**Given text**:

But the results of a controversial National Endowment for the Arts (NEA) survey, which were released last month, show a decline in attendance at jazz concerts over the past six years.

According to the NEA's Survey of Public Participation in the Arts, 10.8 percent of adult Americans attended at least one jazz concert in 2002, but only 7.8 percent did so last year. The median age of adults attending jazz concerts went up, from 29 in 1982 and 42 in 2002, to 46 last year. The survey also indicates a similar decline in attendance for classical music, opera, ballet and nonmusical plays.

"The audience for classical music has dwindled, but that's not an argument against the music," said Marsalis, 47, who has won Grammy Awards for both his jazz and classical recordings. "When I see surveys that people have stopped reading, does that mean reading is no longer important? Education is the main thing."

Some music industry veterans have reacted to the NEA survey's results as proof that jazz is in dire commercial straits. Others dismiss the results as contradictory to broad anecdotal evidence and blame the survey's murky wording and failure to define jazz, a diverse music that has long transcended easy categorization.

**What needs to be done**:
Decide whether each statement agrees with the jazz attendance text, answering yes or no and quoting the words of the text that settle it. 1. The survey found a lower share of adult Americans attending at least one jazz concert last year than in 2002. 2. The median age of adults attending jazz concerts dropped between 1982 and last year. 3. Marsalis has won Grammy Awards only for his jazz recordings. The material that comes after this text isn't needed.

**Listed entries**:
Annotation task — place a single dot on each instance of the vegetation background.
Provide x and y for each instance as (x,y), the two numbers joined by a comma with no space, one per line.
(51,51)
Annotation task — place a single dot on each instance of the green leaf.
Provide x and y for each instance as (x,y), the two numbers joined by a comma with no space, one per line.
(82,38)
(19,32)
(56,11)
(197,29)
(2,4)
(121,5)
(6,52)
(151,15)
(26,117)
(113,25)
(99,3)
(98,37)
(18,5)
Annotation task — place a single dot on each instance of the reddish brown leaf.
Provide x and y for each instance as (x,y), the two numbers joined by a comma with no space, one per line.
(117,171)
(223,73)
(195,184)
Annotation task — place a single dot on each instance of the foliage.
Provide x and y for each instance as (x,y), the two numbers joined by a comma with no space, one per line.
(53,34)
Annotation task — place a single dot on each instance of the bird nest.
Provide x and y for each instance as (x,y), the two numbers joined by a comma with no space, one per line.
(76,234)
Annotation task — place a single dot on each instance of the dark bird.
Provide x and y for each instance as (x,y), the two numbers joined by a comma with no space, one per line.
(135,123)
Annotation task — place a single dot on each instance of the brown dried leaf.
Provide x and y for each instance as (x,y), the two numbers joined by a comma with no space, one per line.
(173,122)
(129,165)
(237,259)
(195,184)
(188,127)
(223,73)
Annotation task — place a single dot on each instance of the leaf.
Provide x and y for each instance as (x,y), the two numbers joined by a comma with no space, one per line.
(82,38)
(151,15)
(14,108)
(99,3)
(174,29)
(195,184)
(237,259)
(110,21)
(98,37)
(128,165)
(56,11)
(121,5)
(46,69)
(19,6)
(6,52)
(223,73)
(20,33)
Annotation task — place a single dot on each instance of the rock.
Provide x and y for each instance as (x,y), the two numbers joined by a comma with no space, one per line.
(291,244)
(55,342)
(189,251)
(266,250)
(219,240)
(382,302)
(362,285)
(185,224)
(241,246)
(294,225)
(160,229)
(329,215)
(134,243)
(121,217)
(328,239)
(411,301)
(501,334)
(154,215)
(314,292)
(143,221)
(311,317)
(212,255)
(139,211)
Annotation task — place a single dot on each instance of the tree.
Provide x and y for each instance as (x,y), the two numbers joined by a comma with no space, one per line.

**Response to this exercise**:
1. Yes: "10.8 percent of adult Americans attended at least one jazz concert in 2002, but only 7.8 percent did so last year."
2. No: "The median age of adults attending jazz concerts went up, from 29 in 1982 and 42 in 2002, to 46 last year."
3. No: "who has won Grammy Awards for both his jazz and classical recordings"